# [EXERCISE TASK]
Find every line in the records below that contains the word "white", and copy each of those lines.

# [RECORDS]
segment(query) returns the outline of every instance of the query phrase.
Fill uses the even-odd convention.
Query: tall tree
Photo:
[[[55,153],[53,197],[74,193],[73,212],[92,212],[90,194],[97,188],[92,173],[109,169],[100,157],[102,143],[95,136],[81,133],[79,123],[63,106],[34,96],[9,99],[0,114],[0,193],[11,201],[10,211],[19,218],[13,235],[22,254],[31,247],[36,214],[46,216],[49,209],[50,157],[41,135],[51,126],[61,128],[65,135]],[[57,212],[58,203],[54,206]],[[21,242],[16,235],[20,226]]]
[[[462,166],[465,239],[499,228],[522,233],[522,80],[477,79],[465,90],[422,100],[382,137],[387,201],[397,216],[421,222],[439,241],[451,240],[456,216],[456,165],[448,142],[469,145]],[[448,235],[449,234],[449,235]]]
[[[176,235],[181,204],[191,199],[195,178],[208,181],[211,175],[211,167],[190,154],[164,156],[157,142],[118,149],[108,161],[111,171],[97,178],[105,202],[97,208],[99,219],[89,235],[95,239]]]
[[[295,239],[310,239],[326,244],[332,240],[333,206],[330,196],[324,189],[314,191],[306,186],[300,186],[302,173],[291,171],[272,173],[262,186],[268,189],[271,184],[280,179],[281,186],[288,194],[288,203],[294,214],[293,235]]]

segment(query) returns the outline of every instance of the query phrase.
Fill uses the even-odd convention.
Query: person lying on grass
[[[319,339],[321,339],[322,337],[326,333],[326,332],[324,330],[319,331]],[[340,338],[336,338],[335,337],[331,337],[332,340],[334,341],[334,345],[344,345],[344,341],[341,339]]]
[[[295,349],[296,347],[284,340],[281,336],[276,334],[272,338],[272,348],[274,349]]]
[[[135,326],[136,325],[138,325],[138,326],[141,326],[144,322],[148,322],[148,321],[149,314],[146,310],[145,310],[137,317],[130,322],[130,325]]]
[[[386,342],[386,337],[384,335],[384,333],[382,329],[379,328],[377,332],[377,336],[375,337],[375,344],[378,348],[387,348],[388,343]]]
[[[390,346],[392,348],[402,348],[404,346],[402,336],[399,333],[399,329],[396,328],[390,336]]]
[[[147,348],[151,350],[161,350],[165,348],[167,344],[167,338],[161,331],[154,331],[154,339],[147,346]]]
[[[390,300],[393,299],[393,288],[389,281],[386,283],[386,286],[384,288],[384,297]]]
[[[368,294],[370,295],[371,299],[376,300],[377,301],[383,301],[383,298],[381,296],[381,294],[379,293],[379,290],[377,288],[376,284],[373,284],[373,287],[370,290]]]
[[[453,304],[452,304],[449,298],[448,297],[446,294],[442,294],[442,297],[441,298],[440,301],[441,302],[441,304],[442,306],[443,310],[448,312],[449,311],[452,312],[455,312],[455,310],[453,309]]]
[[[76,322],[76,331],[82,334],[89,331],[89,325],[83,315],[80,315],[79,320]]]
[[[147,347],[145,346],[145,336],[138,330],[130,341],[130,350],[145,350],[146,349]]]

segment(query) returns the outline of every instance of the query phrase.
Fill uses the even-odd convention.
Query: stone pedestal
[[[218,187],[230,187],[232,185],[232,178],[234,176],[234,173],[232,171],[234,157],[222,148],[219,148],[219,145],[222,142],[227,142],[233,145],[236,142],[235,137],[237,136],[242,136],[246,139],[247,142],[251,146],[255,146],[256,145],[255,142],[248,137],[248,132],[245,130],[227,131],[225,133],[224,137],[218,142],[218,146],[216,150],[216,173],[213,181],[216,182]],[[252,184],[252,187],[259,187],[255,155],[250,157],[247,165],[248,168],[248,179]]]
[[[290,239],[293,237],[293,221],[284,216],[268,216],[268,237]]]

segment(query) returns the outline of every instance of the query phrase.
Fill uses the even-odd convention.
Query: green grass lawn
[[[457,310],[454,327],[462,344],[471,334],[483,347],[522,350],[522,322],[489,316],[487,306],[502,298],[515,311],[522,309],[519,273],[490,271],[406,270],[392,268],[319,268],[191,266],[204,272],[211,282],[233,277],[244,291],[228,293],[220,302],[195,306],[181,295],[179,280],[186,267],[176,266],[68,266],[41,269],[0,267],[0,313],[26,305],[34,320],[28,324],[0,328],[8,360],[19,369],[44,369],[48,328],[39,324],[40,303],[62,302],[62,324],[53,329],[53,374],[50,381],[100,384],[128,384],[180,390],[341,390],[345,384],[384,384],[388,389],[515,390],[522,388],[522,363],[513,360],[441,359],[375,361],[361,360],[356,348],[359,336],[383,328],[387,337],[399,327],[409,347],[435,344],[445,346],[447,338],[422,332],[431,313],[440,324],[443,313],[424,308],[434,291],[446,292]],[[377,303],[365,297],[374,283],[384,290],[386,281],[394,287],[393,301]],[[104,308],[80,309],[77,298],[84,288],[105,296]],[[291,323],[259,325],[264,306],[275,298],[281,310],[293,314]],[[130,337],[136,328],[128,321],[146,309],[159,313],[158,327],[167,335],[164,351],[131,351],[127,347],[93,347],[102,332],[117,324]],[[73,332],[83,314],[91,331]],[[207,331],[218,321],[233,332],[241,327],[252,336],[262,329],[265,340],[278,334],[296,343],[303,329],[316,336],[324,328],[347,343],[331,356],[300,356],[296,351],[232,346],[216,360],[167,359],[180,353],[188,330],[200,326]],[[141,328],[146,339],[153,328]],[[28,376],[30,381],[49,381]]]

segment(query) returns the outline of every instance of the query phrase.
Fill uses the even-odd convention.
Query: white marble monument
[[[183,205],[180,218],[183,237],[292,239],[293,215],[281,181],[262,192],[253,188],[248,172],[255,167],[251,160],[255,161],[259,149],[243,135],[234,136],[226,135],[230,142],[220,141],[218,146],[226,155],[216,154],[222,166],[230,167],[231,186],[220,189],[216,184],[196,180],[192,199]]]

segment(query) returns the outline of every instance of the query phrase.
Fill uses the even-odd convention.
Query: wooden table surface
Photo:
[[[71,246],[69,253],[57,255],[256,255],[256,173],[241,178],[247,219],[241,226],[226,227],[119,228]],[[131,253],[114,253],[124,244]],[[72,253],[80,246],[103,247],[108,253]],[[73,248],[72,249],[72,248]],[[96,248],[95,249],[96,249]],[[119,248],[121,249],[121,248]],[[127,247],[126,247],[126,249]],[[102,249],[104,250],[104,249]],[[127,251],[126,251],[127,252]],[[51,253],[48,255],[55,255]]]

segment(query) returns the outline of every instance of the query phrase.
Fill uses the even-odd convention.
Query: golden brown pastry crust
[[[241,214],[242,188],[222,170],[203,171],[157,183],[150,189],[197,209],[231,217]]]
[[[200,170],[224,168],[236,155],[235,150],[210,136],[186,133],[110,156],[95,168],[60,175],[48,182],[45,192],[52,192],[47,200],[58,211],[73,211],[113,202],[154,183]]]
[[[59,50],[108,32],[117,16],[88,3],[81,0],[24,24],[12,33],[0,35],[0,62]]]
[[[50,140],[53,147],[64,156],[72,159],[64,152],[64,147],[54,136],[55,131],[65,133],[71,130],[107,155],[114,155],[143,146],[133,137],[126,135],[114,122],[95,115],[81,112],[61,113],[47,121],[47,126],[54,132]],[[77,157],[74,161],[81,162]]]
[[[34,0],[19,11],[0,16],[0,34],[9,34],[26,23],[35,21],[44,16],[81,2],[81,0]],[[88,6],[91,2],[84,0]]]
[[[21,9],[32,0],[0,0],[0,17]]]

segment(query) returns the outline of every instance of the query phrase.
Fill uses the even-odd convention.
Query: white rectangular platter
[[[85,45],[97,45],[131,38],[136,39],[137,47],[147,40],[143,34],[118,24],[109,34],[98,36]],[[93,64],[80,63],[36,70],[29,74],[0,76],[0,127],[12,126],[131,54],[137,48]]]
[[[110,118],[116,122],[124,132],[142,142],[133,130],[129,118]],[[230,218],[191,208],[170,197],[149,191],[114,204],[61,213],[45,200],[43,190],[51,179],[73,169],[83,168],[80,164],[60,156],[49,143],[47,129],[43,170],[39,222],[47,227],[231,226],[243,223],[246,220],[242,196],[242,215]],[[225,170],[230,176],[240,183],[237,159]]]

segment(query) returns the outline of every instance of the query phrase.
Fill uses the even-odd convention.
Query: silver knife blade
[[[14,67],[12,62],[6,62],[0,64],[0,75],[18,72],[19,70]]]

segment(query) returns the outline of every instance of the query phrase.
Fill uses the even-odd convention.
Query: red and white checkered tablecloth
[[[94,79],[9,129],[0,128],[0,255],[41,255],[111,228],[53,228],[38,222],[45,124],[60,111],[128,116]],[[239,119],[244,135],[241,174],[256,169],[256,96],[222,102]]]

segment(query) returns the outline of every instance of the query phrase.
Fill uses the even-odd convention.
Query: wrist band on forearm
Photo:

# [FINAL ANSWER]
Query: white marble monument
Query: white rectangular platter
Query: red and white checkered tablecloth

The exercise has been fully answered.